Problem to work on
Starting at the line with "the metal step" in it, reproduce each line below through the last one, exactly, and include nothing else.

Input for this task
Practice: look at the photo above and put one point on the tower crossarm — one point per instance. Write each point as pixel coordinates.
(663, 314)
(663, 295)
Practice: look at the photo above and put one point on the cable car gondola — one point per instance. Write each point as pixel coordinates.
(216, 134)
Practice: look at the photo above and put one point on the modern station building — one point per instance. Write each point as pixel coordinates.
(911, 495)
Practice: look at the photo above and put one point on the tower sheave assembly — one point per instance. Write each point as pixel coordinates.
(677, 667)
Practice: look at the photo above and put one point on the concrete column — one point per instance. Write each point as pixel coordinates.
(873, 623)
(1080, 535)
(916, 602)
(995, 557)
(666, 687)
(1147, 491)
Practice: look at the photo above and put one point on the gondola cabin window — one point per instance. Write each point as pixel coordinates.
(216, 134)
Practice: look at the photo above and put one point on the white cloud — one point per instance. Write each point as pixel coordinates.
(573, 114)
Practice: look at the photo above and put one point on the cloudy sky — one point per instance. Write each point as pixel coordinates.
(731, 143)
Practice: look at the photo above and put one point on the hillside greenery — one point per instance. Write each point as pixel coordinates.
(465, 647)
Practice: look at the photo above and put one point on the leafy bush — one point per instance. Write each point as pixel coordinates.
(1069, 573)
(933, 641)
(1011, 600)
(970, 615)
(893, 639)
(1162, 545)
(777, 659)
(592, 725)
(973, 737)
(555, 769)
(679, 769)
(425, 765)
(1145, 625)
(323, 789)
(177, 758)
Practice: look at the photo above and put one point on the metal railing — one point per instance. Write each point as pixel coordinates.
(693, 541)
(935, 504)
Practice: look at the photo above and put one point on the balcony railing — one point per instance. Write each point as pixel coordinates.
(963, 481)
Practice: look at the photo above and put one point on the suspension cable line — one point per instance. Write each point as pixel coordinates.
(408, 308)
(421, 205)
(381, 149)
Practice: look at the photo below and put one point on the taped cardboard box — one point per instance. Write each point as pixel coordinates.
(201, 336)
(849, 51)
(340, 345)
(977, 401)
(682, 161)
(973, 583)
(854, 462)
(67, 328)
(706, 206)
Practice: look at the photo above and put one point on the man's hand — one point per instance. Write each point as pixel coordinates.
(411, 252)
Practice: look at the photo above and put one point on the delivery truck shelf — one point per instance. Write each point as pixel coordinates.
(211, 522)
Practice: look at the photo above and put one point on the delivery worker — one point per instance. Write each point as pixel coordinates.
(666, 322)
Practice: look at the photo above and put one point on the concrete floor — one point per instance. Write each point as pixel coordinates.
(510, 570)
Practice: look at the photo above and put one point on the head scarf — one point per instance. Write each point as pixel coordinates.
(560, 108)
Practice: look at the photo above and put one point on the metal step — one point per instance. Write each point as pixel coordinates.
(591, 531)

Expected answer
Practice: look at the photo above and put one point on the metal step — one point per instance. Write each point as pixel coordinates.
(591, 531)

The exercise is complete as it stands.